> YOUR INSTRUCTIONS: The reply should consist of every entry, repeated exactly.

Collected data entries:

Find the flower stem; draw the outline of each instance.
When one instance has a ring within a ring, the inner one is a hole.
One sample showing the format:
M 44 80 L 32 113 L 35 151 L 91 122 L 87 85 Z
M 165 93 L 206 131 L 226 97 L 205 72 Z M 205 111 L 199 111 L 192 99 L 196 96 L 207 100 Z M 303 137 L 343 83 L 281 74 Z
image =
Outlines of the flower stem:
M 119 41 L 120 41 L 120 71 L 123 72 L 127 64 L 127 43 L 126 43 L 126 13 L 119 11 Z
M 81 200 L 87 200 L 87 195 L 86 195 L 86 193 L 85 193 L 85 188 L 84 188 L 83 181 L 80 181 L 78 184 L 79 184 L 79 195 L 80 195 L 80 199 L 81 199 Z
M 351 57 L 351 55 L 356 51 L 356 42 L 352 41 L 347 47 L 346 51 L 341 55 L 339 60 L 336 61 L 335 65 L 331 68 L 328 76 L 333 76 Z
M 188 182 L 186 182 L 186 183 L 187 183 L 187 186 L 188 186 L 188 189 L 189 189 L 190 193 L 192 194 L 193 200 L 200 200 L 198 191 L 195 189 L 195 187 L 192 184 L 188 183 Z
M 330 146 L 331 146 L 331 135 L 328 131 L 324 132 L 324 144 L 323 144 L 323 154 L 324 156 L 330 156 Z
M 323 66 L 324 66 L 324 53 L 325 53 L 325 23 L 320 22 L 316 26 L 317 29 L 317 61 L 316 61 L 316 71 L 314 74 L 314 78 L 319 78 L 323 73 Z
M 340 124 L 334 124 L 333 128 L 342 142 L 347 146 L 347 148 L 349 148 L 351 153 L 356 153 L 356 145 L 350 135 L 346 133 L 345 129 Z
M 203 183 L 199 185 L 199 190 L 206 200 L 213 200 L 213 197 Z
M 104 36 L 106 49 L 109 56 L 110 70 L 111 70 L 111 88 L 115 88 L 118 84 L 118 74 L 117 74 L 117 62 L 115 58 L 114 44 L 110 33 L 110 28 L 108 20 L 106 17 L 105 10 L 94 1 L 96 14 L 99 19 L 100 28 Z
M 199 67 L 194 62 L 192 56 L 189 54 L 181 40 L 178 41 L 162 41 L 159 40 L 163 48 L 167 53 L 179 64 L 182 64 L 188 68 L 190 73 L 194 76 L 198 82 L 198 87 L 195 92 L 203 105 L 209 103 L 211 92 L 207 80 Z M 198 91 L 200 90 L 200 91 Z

> TASK SOLUTION:
Find the flower stem; draw the outline of each instance.
When one instance has a ring within a ring, the inner one is a hole.
One sample showing the format:
M 44 80 L 32 113 L 35 151 L 91 122 L 87 85 Z
M 165 93 L 206 131 L 226 97 L 205 72 Z M 205 111 L 199 111 L 192 99 L 196 96 L 207 100 Z M 303 137 L 343 83 L 281 74 Z
image =
Outlines of the flower stem:
M 119 41 L 120 41 L 120 71 L 123 72 L 127 64 L 127 43 L 126 43 L 126 13 L 119 11 Z
M 81 200 L 87 200 L 87 195 L 86 195 L 86 193 L 85 193 L 85 188 L 84 188 L 83 181 L 80 181 L 78 184 L 79 184 L 79 195 L 80 195 L 80 199 L 81 199 Z
M 351 57 L 351 55 L 356 51 L 356 42 L 352 41 L 347 47 L 346 51 L 341 55 L 339 60 L 336 61 L 335 65 L 331 68 L 328 76 L 333 76 Z
M 188 182 L 186 182 L 186 183 L 187 183 L 187 186 L 188 186 L 188 189 L 189 189 L 190 193 L 192 194 L 193 200 L 200 200 L 198 191 L 195 189 L 195 187 L 192 184 L 188 183 Z
M 330 146 L 331 146 L 331 135 L 328 131 L 324 132 L 324 144 L 323 144 L 323 154 L 324 156 L 330 156 Z
M 323 66 L 324 66 L 324 53 L 325 53 L 325 23 L 320 22 L 316 26 L 317 29 L 317 61 L 316 61 L 316 71 L 314 74 L 314 78 L 319 78 L 323 73 Z
M 340 124 L 334 124 L 333 128 L 342 142 L 347 146 L 347 148 L 349 148 L 351 153 L 356 153 L 356 145 L 350 135 L 346 133 L 345 129 Z
M 203 183 L 199 185 L 199 190 L 206 200 L 213 200 L 213 197 Z
M 104 36 L 106 49 L 109 56 L 110 70 L 111 70 L 111 88 L 115 88 L 118 84 L 118 74 L 117 74 L 117 62 L 115 58 L 114 44 L 110 33 L 110 28 L 108 20 L 106 17 L 105 10 L 94 1 L 96 14 L 99 19 L 100 28 Z
M 199 67 L 194 62 L 192 56 L 189 54 L 181 40 L 178 41 L 162 41 L 159 40 L 163 48 L 167 53 L 179 64 L 182 64 L 188 68 L 190 73 L 194 76 L 198 82 L 198 87 L 195 92 L 203 105 L 209 103 L 211 92 L 207 80 Z M 198 91 L 200 90 L 200 91 Z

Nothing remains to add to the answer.